REQUIREMENT.
Which lines in the records below contain the word "white"? Show each of them in full.

INPUT DATA.
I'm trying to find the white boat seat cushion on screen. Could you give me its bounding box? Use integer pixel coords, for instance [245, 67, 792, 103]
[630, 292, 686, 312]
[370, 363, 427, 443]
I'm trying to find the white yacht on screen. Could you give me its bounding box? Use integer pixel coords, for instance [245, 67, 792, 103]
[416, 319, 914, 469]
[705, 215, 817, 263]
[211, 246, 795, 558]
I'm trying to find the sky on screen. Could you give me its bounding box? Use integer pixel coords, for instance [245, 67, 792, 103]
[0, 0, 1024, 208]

WORKED SOLUTION.
I'm trying to find the white boat seat cushion on screen. Could you give me its bounding box? Use integer pixel coords, for instance [245, 67, 792, 103]
I'm trying to find the white yacht on screen. Could you give me its bounding box? Use integer pixel coords, for instance [245, 67, 792, 103]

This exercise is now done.